Texto para análise:
Fazer afirmações do tipo “eu estou certo, você está errado” não produz bons resultados nos relacionamentos. Mesmo quando pensamos que o outro está completamente errado, afirmar isso não será produtivo, só aumentará resistências e defesas. O que importa é explicitar o que necessitamos, sentimos e queremos, além de reconhecer o que o outro necessita, sente e quer.

Nosso “Sim” é uma afirmação de valores: pessoais, comerciais (valor de um serviço ou de um produto), da missão de uma empresa, éticos e morais. Nosso “Não” significa colocar um limite, delimitar fronteiras ou linhas divisórias. Com esse foco, nosso “Não” fluirá naturalmente a partir do nosso poder.

Dizer “Não” é essencial para a vida. Nossas células possuem membranas que escolhem as substâncias que poderão entrar e repelem as demais. Os organismos vivos dependem desse recurso para se protegerem. Precisamos aprender com nossas células: dizer “Não” para tudo que ameaça nossa segurança, dignidade e integridade. Nosso “Não”, em vez de ser um muro, é uma barreira viva e forte que protege o que é realmente importante.

Há diversos modos de dizer “Não” a uma solicitação. Desde um simples “Não, obrigado”, até afirmações do tipo “tenho como norma” (por exemplo, não emprestar dinheiro aos amigos), “adoraria ir, mas já assumi outro compromisso”, “agora, não: vamos deixar para outra ocasião” e “pare com isso” (por exemplo, com tentativas de assédio, dito com firmeza e polidez), “isso não funciona comigo”, “Basta!”. O “Não Positivo” é um escudo que nos protege sem ferir o outro.

Dizer “Não” é um exercício de persuasão, e não apenas uma comunicação. Queremos que o outro aceite nosso “Não” e mude seu comportamento. E, muitas vezes, queremos dar continuidade ao relacionamento. Então, o que poderemos fazer para facilitar o caminho para que o outro faça o que queremos?

Relembrando: o primeiro “Sim” é para nossos interesses; colocamos o “Não”; o segundo “Sim” é um convite para construir em conjunto um resultado positivo. Isso significa fechar uma porta com o “Não” e abrir outra porta com o segundo “Sim”. Essa proposta positiva é uma solução prática, específica, realista e construtiva. O foco é como satisfazer o interesse de ambos, e não apenas o nosso. Não é: “ou ele ou eu”, ” um ganha, o outro perde” . É: “ele e eu podemos ganhar” criando soluções que podem ser satisfatórias para todos. Com isso, saímos da postura do que não pode ser feito para descobrir o que pode ser feito.

Questões:
**1)** No texto sobre dizer “Não”, o que fazem as membranas das nossas células?
**2)** Dê continuidade ao texto sobre dizer “Não” a partir do ponto em que ele termina.

Dados de origem:

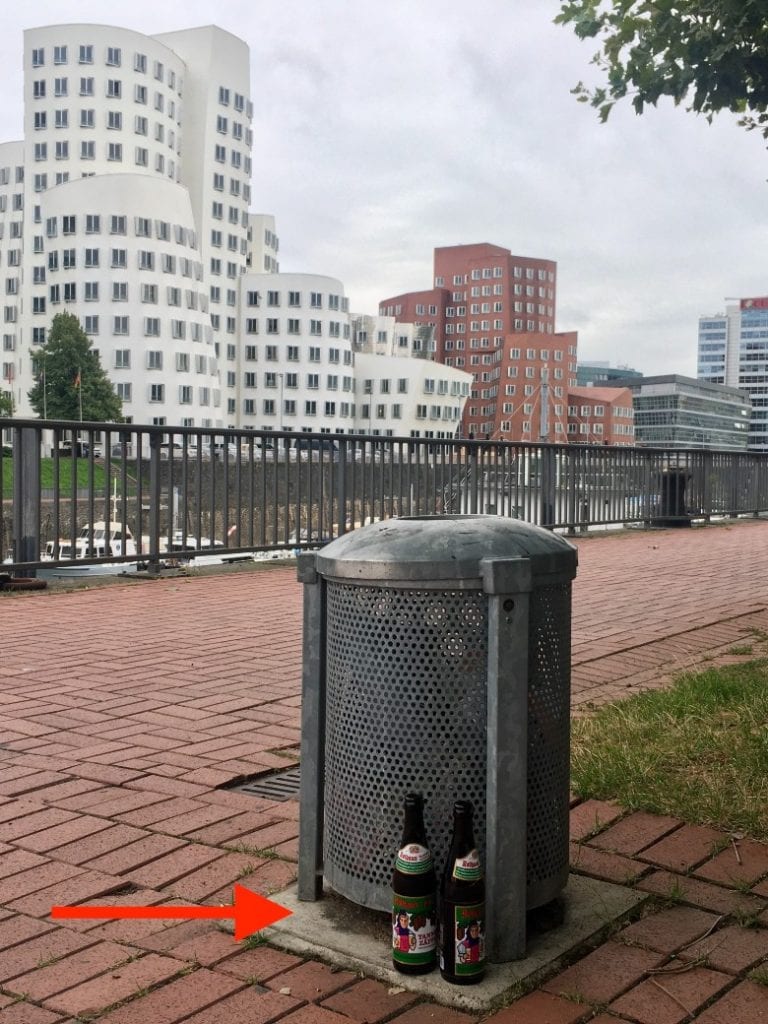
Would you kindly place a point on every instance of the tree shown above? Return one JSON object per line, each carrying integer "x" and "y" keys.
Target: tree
{"x": 710, "y": 53}
{"x": 71, "y": 383}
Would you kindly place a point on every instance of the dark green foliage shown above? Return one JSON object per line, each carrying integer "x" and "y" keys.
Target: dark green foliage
{"x": 66, "y": 366}
{"x": 712, "y": 54}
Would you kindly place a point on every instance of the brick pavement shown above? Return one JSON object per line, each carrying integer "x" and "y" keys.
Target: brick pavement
{"x": 123, "y": 708}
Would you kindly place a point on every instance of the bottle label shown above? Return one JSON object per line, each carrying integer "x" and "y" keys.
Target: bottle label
{"x": 414, "y": 938}
{"x": 469, "y": 940}
{"x": 413, "y": 859}
{"x": 467, "y": 868}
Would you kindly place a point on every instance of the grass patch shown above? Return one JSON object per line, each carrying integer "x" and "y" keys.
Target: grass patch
{"x": 697, "y": 751}
{"x": 65, "y": 475}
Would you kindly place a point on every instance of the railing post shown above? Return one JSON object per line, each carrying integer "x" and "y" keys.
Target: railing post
{"x": 341, "y": 487}
{"x": 27, "y": 441}
{"x": 547, "y": 484}
{"x": 155, "y": 450}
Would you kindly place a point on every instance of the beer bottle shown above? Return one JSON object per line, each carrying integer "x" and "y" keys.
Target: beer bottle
{"x": 463, "y": 904}
{"x": 414, "y": 896}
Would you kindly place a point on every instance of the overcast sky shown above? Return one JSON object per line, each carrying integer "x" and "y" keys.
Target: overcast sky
{"x": 383, "y": 129}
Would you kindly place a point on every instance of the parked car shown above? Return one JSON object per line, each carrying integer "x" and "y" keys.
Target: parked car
{"x": 82, "y": 449}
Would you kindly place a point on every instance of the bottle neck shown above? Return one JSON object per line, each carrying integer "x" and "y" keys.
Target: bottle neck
{"x": 413, "y": 828}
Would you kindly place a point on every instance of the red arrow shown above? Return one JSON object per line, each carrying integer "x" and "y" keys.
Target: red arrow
{"x": 251, "y": 911}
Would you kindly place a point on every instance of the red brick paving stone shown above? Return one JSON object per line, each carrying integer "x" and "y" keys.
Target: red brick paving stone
{"x": 369, "y": 1001}
{"x": 733, "y": 948}
{"x": 635, "y": 833}
{"x": 70, "y": 832}
{"x": 230, "y": 829}
{"x": 158, "y": 812}
{"x": 28, "y": 955}
{"x": 684, "y": 848}
{"x": 18, "y": 860}
{"x": 99, "y": 844}
{"x": 26, "y": 1013}
{"x": 726, "y": 868}
{"x": 260, "y": 965}
{"x": 85, "y": 886}
{"x": 15, "y": 809}
{"x": 122, "y": 983}
{"x": 600, "y": 864}
{"x": 14, "y": 829}
{"x": 250, "y": 1006}
{"x": 176, "y": 1000}
{"x": 313, "y": 1015}
{"x": 669, "y": 930}
{"x": 169, "y": 935}
{"x": 747, "y": 1004}
{"x": 28, "y": 785}
{"x": 167, "y": 869}
{"x": 701, "y": 894}
{"x": 425, "y": 1013}
{"x": 18, "y": 929}
{"x": 124, "y": 930}
{"x": 168, "y": 786}
{"x": 311, "y": 981}
{"x": 209, "y": 948}
{"x": 604, "y": 974}
{"x": 127, "y": 801}
{"x": 219, "y": 875}
{"x": 591, "y": 815}
{"x": 152, "y": 847}
{"x": 183, "y": 824}
{"x": 35, "y": 879}
{"x": 541, "y": 1008}
{"x": 210, "y": 777}
{"x": 43, "y": 982}
{"x": 262, "y": 839}
{"x": 269, "y": 878}
{"x": 649, "y": 1005}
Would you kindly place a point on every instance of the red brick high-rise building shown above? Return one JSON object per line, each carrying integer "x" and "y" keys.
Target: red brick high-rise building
{"x": 494, "y": 315}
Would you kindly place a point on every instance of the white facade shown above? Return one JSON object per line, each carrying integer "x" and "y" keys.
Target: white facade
{"x": 264, "y": 244}
{"x": 127, "y": 205}
{"x": 733, "y": 350}
{"x": 299, "y": 370}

Resultados dos exercícios:
**1)** Escolhem as substâncias que poderão entrar e repelem as demais.

**2)**
É desejável até se dispor a ajudar a outro a satisfazer os próprios desejos sem que seja preciso renunciar aos nossos: “De que modo minha proposta não atende seus interesses”? É importante ser específico, dizer exatamente o que esperamos ver no comportamento do outro. Em vez de dizer o que gostaríamos que o outro sentisse ou percebesse, ou falar generalidades do tipo “gostaria que você fosse mais prestativo”, dizer, por exemplo, “já que sou eu quem faço a comida, gostaria que você lavasse a louça”. Também é importante pedirmos ao outro para começar a fazer o que gostaríamos, em vez de pedirmos para parar de fazer o que nos desagrada (por exemplo, “por favor, fale mais baixo” em vez de “pare de gritar!”).

Há situações em que o outro reage energicamente ao nosso “Não”: finge que não ouviu, faz ameaças (“Seus competidores aceitam nossas condições…”), chantagem (“Pense em tudo que eu faço por você: como tem coragem de me negar só esse pedido”?), explode. São essas reações possíveis que nos fazem temer dizer “Não”.

Vencendo os obstáculos desse medo, descobrimos que “Sim” e “Não” podem se casar! “Sim” sem “Não” é submissão; “Não” sem “Sim” é guerra. Precisamos integrar “Sim” e “Não”. O “Sim” conecta, o “Não” protege. O “Não Positivo” tenta chegar a essa integração: proteger nossas necessidades sem destruir acordos construídos, valorizando os relacionamentos importantes.

Imagem de capa: Shutterstock/Olena Yakobchuk

Maria Tereza Maldonado

É Mestre em Psicologia Clínica pela PUC-RIO, onde lecionou no Departamento de Psicologia. É membro da ABRATEF (Associação Brasileira de Terapia Familiar). Tem mais de 40 livros publicados sobre relações familiares, desenvolvimento pessoal e construção da paz, com mais de um milhão de exemplares vendidos.